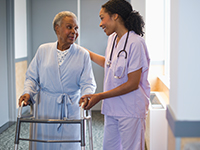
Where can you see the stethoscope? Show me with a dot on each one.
(109, 61)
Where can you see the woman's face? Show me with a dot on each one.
(107, 22)
(67, 32)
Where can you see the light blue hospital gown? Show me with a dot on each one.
(59, 89)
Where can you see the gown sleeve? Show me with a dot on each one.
(31, 84)
(87, 81)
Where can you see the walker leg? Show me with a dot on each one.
(82, 147)
(16, 147)
(17, 134)
(90, 131)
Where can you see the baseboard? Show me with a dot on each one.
(6, 126)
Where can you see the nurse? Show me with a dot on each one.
(60, 73)
(126, 88)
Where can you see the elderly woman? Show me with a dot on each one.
(61, 72)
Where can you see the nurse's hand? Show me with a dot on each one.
(93, 100)
(83, 100)
(24, 98)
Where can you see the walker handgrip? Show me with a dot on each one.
(20, 110)
(82, 111)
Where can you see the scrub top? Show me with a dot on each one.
(135, 103)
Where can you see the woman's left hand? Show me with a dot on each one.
(93, 100)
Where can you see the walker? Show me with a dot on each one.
(31, 119)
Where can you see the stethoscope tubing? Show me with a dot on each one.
(124, 49)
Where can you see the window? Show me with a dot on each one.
(158, 34)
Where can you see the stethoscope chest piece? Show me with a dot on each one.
(108, 63)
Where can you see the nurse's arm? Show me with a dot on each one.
(129, 86)
(98, 59)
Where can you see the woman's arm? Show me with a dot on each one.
(98, 59)
(130, 85)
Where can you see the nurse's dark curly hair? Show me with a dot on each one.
(133, 21)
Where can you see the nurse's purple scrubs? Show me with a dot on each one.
(125, 115)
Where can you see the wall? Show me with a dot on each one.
(4, 114)
(183, 111)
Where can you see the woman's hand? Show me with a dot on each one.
(24, 98)
(90, 100)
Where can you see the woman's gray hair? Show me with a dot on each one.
(58, 18)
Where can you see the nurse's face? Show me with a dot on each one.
(107, 22)
(67, 32)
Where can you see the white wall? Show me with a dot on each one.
(185, 53)
(20, 29)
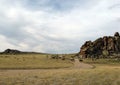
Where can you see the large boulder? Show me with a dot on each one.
(107, 45)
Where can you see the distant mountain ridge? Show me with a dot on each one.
(106, 46)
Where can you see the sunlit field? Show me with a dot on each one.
(32, 61)
(38, 69)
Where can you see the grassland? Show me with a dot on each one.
(33, 61)
(102, 74)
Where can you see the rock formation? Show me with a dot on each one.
(108, 45)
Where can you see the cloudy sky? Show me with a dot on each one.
(56, 26)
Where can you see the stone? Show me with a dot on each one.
(107, 45)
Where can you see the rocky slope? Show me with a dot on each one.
(105, 46)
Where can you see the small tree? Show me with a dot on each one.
(105, 53)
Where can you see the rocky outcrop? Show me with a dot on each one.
(108, 45)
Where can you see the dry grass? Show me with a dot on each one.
(102, 75)
(35, 61)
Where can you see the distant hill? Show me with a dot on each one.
(101, 47)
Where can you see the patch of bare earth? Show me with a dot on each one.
(81, 65)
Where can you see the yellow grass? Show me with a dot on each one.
(102, 75)
(36, 61)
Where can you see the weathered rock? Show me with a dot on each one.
(107, 45)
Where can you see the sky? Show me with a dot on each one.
(56, 26)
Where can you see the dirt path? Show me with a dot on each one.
(79, 65)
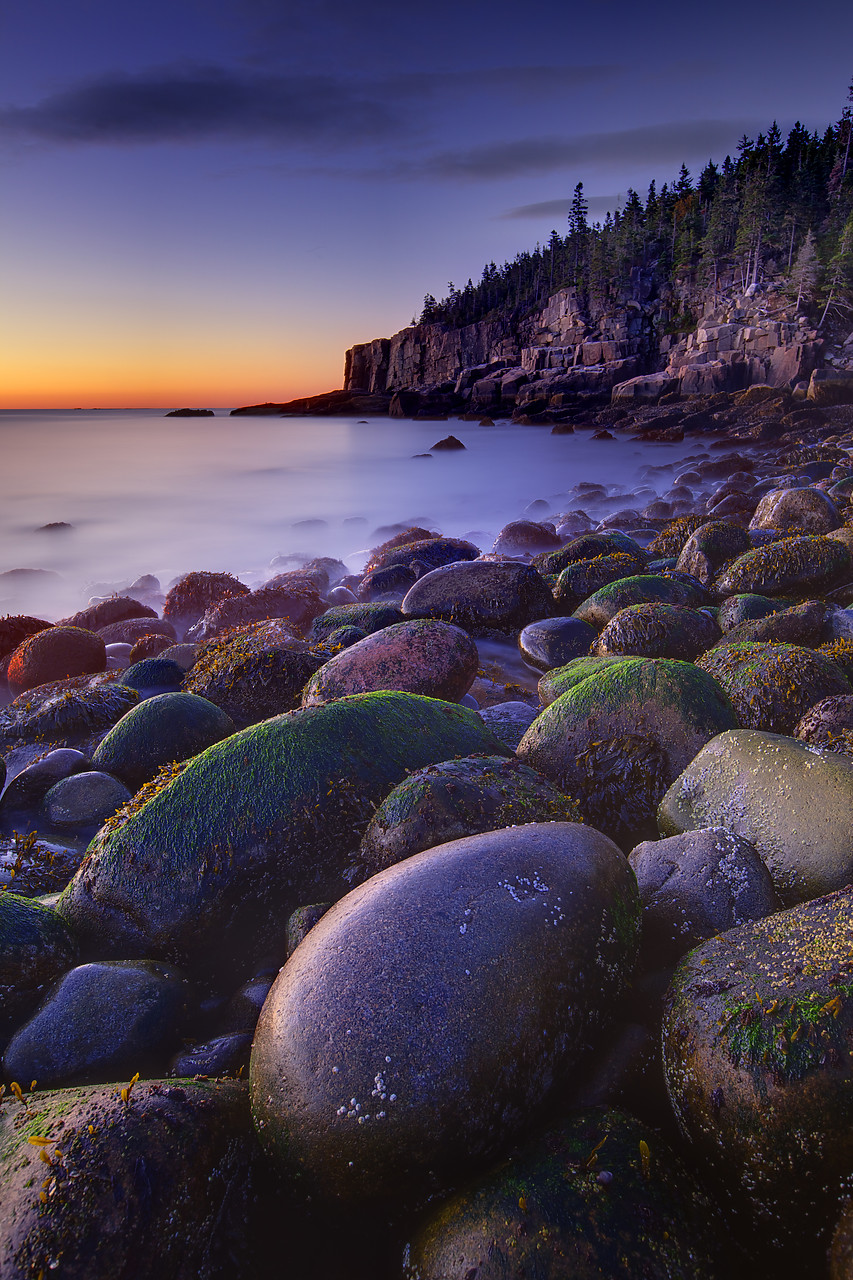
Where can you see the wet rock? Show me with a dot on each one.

________________________

→ Exercise task:
Give each line of the items above as a Markdown table with two columns, Row for the row number and Line for the line, and skip any blank lines. Leave the pictures out of the answer.

→ The completed task:
| Row | Line |
|---|---|
| 1 | Where can you see the stethoscope? Show me with a dot on each one. |
| 2 | (109, 61) |
| 3 | Where can you see the woman's face? Show me with a dot on each one. |
| 4 | (107, 22) |
| 5 | (67, 32) |
| 6 | Where can you see the light blue hospital gown? Show me with a dot on each one. |
| 7 | (59, 89) |
| 8 | Where can you see the gown sleeve? Show me with a dot on each one. |
| 9 | (31, 84) |
| 10 | (87, 81) |
| 11 | Where can you see the walker leg? Show me with a dot on each one. |
| 12 | (82, 147) |
| 13 | (16, 147) |
| 14 | (17, 134) |
| 15 | (90, 131) |
| 16 | Where can you see the baseboard? Show me with a dot on each one. |
| 17 | (6, 126) |
| 18 | Where can you see the nurse? Show me with a dot on each one. |
| 19 | (60, 73) |
| 20 | (126, 88) |
| 21 | Where can you see the elderly woman? Show me with a dot on each one. |
| 22 | (61, 72) |
| 23 | Where can you see the nurse's hand? Show me with a dot on each one. |
| 24 | (93, 100) |
| 25 | (83, 100) |
| 26 | (24, 98) |
| 27 | Where can you see the walker handgrip? Show me with a dot on each one. |
| 28 | (20, 110) |
| 29 | (82, 111) |
| 30 | Where can you see the scrub top? Show me with a dot on each one. |
| 31 | (135, 103) |
| 32 | Where can you see the woman's left hand? Show me with a dot on each one. |
| 33 | (93, 100) |
| 34 | Where can you see the walker? Show me with a dot on each one. |
| 35 | (31, 119) |
| 36 | Where can you see the stethoscope tubing? Show me with a dot on each one. |
| 37 | (124, 49) |
| 38 | Where can you see the window? Show me with a dot on each one. |
| 39 | (158, 34) |
| 40 | Where can you see the stethoscope chest piece? Show me with a dot on each one. |
| 41 | (108, 63) |
| 42 | Where can you see the nurse's arm? Show me with a dot on each one. |
| 43 | (129, 86) |
| 44 | (98, 59) |
| 45 | Where can you see the woman's arm? Show me with a dot on each one. |
| 46 | (98, 59) |
| 47 | (130, 85) |
| 48 | Where can you see the nurse's dark curly hair? Show me with a dot on each one. |
| 49 | (133, 21) |
| 50 | Where can you see the nurse's purple scrubs? Show me with a dot on each one. |
| 51 | (125, 115) |
| 52 | Where can you see the wall? Show me with a dot on each one. |
| 53 | (4, 114) |
| 54 | (183, 111) |
| 55 | Where can you see the woman's hand? Show me with a dot on each one. |
| 56 | (24, 98) |
| 57 | (90, 100) |
| 58 | Where can you see the woman's gray hair? Show me with a dot on each one. |
| 59 | (58, 18) |
| 60 | Where can you see the nurse's face? Show me with a dot on each one. |
| 61 | (107, 22) |
| 62 | (67, 32) |
| 63 | Where can you see the white wall? Show me with a dot on each one. |
| 64 | (185, 53) |
| 65 | (20, 29) |
| 66 | Where can you see the large boulder? Show me with a dot on each one. |
| 67 | (107, 45) |
| 68 | Where can you see the distant mountain ridge? Show me with a dot on each one. |
| 69 | (106, 46) |
| 70 | Where can you see the sunlit field? Show me with a dot on each one. |
| 71 | (32, 61) |
| 72 | (38, 69) |
| 73 | Where can you see the grassland? Show me with a dot on each one. |
| 74 | (33, 61) |
| 75 | (102, 74) |
| 76 | Where can you see the rock formation? Show me with a dot on each one. |
| 77 | (108, 45) |
| 78 | Where can you see the cloudy sky? Show me with a dot on each one. |
| 79 | (56, 26) |
| 80 | Where can you see the stone? Show me with a dot on each one. |
| 81 | (107, 45) |
| 82 | Where can you see the rocky slope? Show me with a dot on each one. |
| 83 | (105, 46) |
| 84 | Where can you see the small tree? Show me with a dot on each one. |
| 85 | (105, 53) |
| 86 | Where can you see the rocky outcrop? Show me with a dot on each one. |
| 87 | (108, 45) |
| 88 | Where can you see the dry grass? Show me with a dot on each one. |
| 89 | (102, 75) |
| 90 | (35, 61) |
| 91 | Where can you see the distant hill? Show me with a dot on each one. |
| 92 | (101, 47) |
| 93 | Where can you see the patch of bare earth? Show me with a dot on each one. |
| 94 | (81, 65) |
| 95 | Where can you see the yellow grass? Show me with a dot on each one. |
| 96 | (102, 75) |
| 97 | (36, 61) |
| 98 | Where can you see the weathered rock? Show me with a dot on each one. |
| 99 | (107, 45) |
| 100 | Where can you see the sky? Show me with a dot on each one. |
| 101 | (56, 26) |
| 102 | Where can you see the dirt path? Show me with a dot on each one. |
| 103 | (79, 65) |
| 104 | Where can you see the wet rock? Show me with a dot on each one. |